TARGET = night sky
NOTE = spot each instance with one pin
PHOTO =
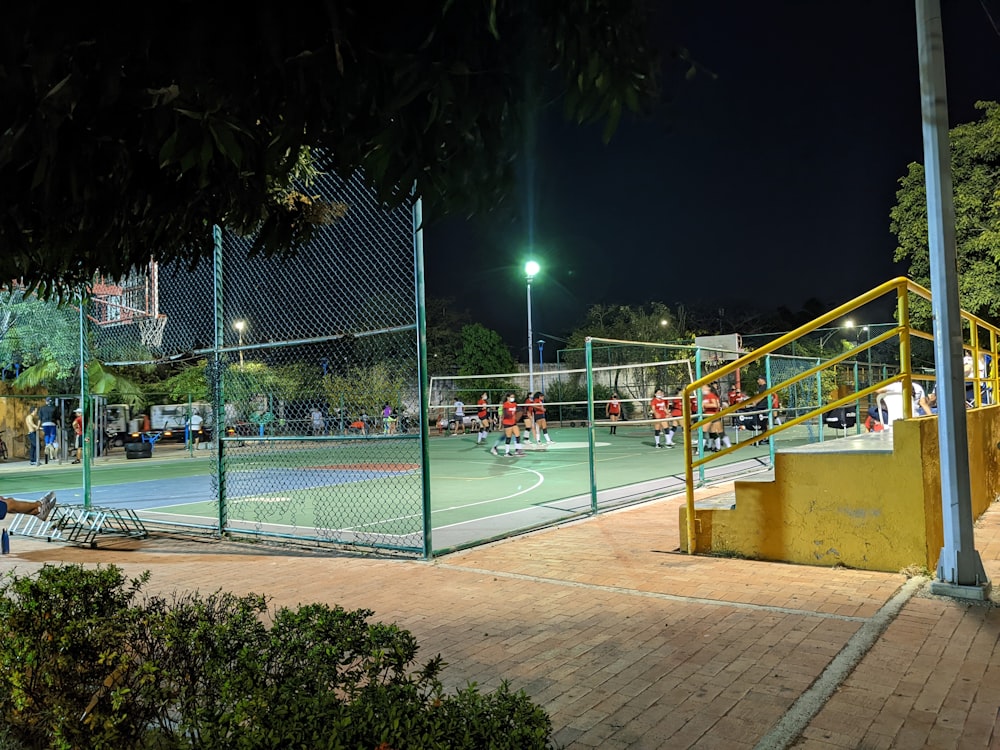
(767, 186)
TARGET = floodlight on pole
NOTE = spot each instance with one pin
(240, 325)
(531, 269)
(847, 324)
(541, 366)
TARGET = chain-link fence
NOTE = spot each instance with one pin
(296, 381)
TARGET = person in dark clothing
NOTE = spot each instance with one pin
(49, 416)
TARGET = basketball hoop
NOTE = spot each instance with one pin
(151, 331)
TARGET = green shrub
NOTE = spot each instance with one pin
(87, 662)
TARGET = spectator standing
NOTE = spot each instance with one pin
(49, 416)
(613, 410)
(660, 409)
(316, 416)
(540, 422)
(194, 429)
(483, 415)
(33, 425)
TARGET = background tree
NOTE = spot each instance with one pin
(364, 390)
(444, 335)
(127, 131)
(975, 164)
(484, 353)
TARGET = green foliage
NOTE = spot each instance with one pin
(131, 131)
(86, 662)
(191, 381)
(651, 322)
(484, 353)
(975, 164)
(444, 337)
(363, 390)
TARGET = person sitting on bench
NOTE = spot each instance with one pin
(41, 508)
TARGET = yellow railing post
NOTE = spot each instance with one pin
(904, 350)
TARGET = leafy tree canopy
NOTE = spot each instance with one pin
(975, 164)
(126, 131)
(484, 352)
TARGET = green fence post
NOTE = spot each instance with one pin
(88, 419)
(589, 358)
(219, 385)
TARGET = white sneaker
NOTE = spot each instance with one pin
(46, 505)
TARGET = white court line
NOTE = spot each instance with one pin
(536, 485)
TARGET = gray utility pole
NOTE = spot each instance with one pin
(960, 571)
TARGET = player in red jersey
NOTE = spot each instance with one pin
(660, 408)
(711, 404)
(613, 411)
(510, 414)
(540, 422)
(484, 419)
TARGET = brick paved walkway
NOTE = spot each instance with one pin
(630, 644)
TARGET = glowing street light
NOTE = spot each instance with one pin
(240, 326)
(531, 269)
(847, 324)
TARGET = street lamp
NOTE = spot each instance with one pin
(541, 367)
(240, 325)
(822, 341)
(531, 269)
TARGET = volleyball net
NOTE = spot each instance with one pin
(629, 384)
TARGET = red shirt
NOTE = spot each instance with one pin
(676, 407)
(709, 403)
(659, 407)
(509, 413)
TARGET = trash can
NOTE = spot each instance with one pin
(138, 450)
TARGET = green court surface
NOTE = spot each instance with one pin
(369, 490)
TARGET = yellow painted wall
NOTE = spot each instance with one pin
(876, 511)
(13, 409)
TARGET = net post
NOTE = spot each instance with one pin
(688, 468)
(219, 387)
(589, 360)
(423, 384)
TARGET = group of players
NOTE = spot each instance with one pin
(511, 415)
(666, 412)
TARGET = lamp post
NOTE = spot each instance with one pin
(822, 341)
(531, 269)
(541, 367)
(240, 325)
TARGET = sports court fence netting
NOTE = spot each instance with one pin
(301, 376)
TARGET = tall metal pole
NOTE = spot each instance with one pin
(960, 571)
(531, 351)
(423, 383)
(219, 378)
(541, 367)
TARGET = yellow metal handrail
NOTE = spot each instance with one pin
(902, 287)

◇ ◇ ◇ ◇ ◇ ◇ ◇

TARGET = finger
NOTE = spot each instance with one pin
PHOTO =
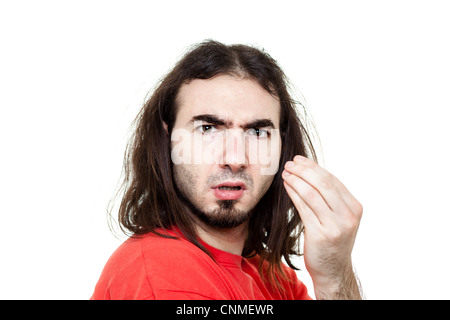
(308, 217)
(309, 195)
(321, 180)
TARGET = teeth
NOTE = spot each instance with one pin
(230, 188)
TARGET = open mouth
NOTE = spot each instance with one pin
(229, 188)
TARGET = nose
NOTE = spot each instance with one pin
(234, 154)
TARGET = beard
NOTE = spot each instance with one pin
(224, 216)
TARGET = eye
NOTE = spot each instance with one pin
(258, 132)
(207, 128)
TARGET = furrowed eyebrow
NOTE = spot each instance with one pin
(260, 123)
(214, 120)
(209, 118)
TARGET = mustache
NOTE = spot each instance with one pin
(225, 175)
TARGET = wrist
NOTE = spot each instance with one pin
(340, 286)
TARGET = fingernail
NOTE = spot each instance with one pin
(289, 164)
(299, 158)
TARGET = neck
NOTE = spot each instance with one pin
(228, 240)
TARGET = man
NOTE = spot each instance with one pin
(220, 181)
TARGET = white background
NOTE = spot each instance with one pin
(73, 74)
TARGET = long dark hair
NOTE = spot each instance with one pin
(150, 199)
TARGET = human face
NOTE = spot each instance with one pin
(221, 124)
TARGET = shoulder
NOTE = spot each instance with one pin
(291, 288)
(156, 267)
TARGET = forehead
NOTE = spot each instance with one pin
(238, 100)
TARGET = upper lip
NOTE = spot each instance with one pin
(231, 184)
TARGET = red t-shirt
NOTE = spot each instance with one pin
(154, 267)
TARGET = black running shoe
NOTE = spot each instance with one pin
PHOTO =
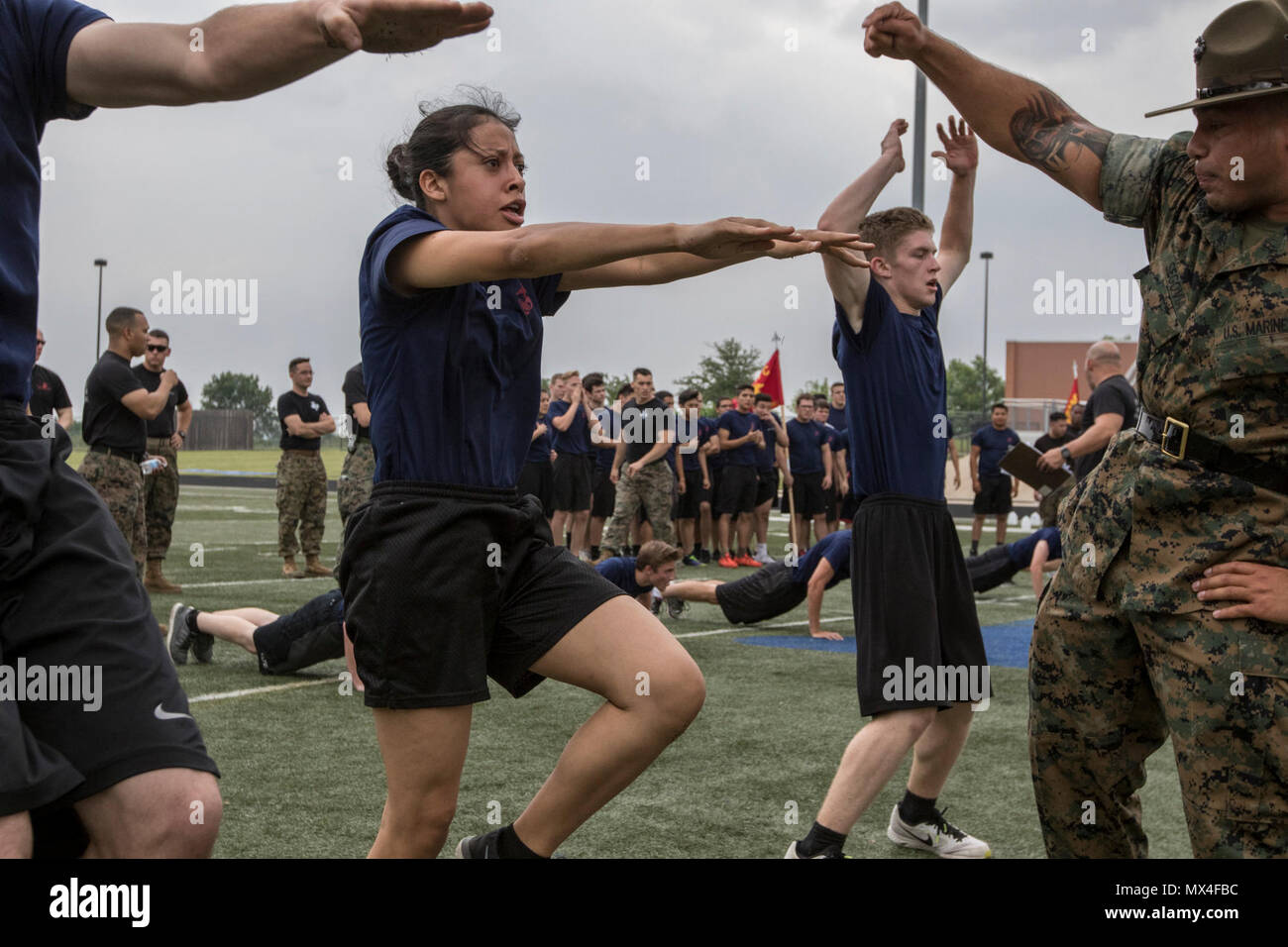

◇ ◇ ◇ ◇ ◇ ◇ ◇

→ **Work instructions**: Identify every line in the entries above that contains the word "dark", and copy each one.

→ **The reply**:
TARGET = person in dark clothing
TARGET = long dark hair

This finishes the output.